**Supplied passage**
* Start *

The gravest threat to Antarctica, Abdel-Motaal says, is climate change that is melting the continent’s ice layer. Having registered the lowest temperature ever recorded in 1983—nearly minus 89 degrees centigrade—last year a record warm temperature of 14.8 degrees centigrade was hit. “We don’t know and we can’t tell whether the temperature rise that we’re seeing in the Antarctic peninsula is due to natural climate variability or man-made global warming,” explains Abdel-Motaal. “However, what is clear and what cannot be contested is the fact that the temperature is rising.” The precise reasons for rising temperatures are difficult to measure, particularly in Antarctica, where a large hole in the ozone layer must also be taken into consideration. Abdel-Motaal says that if the entire west Antarctic ice shelf melts, it could lead to a four- to six-meter rise in the global sea level with catastrophic consequences such as the destruction of ecosystems and flooding of entire regions.
Abdel-Motaal supports the 2015 Paris Agreement on climate change. The accord pledges to control the rate of average global temperature rise, decrease damaging effects of climate change, promote development of technology with low greenhouse gas emissions, and provide economic incentives to help realize these goals. Abdel-Motaal argues that failure to stem climate change could have dramatic consequences for Antarctica itself, too: besides destroying the continent’s ice layer, it could spur large-scale human migration to the continent and accelerate a race to exploit mineral resources. “Forces are coming together that are likely to renew the battle for Antarctica,” she warns. Abdel-Motaal believes there is a misconception that the Antarctic Treaty brought peace, when in fact rapidly changing global dynamics will soon leave the continent exceptionally vulnerable.

* End *

**Exercise tasks**
a - According to the passage on Antarctica, what record warm temperature was reached last year?
b - Pick up the passage on Antarctica after its final sentence and continue it.
The material has no connection to the passage on Antarctica.

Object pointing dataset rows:
* Start *

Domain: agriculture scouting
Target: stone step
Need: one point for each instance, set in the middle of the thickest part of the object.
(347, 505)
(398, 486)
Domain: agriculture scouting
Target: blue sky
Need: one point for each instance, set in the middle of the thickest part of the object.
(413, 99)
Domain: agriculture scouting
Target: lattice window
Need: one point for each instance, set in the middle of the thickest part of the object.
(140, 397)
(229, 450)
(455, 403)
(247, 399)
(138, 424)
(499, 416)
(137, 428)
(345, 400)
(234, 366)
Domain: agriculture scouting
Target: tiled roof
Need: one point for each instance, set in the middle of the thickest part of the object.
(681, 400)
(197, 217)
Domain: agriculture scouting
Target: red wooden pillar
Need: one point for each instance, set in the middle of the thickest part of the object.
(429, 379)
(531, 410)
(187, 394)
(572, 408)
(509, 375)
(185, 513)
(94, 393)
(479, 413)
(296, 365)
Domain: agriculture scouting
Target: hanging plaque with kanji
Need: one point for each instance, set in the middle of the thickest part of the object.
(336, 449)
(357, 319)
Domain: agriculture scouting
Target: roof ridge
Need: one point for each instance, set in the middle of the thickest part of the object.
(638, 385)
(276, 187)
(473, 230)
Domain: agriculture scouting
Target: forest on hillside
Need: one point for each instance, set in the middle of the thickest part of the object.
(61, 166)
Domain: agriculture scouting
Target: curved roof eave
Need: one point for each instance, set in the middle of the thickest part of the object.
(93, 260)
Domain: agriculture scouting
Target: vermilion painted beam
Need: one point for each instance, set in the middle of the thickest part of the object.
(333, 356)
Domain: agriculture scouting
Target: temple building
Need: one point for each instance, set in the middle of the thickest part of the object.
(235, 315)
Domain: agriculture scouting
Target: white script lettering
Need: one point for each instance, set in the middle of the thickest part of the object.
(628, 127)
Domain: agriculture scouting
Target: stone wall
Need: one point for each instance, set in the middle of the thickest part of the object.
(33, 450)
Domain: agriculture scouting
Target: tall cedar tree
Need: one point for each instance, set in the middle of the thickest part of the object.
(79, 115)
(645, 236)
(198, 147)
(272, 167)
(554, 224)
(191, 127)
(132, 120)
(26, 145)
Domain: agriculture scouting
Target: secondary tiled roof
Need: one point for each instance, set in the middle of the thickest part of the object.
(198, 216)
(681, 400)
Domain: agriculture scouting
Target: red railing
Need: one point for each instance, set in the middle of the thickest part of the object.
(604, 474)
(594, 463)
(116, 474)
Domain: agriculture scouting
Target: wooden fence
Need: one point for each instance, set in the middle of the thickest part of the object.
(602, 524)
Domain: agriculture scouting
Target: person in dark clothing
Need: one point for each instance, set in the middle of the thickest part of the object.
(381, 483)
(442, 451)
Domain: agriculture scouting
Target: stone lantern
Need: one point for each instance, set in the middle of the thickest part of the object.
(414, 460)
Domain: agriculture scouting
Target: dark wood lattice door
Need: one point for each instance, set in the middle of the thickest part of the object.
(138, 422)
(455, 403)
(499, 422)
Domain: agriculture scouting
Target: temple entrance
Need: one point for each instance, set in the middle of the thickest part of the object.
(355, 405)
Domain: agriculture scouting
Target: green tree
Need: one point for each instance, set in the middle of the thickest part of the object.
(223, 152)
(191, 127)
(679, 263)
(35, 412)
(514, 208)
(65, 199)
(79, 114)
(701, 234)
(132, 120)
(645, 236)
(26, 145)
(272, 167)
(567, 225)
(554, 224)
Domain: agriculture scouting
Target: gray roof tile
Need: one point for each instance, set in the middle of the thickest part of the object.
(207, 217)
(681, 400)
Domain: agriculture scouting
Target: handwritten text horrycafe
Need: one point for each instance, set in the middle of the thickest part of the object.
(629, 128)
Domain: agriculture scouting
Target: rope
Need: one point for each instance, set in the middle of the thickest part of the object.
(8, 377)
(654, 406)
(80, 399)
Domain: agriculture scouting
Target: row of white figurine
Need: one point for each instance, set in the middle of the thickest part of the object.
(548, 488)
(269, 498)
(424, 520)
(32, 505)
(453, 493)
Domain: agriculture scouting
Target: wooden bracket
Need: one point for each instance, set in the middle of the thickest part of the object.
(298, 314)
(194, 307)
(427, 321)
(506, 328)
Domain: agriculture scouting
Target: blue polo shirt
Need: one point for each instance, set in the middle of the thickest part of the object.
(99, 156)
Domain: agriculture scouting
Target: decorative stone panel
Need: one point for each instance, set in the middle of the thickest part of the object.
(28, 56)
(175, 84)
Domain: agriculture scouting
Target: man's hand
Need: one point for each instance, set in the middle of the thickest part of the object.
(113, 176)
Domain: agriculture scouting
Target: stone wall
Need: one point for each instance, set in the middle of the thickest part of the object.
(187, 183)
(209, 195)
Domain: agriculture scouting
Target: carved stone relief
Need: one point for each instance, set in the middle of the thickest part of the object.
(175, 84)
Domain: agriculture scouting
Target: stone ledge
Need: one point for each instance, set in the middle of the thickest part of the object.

* End *

**Answers by task**
a - 14.8 degrees centigrade.

b -
Abdel-Motaal, a former deputy chief of staff at the World Trade Organization who holds a master’s degree in sociology from the American University in Cairo, offers a proposal to bring order to Antarctica’s future. It is based on the Svalbard Treaty of 1920, which granted Norway sovereignty over the Svalbard archipelago in the Arctic Ocean and also granted treaty signatories rights to mineral resources and commercial fishing. Abdel-Motaal proposes that Antarctica be divided along similar lines among Antarctic Treaty signatories into sovereign territories, which could in turn enforce stricter environmental protection regulations. “There is nothing worse for the environment than to have a no man’s land,” Abdel-Motaal says. The ultimate aim, she adds, is equity in utilizing earth’s last frontier: “The resources of the continent are part of the common heritage of mankind and nobody should be allowed to monopolize them.”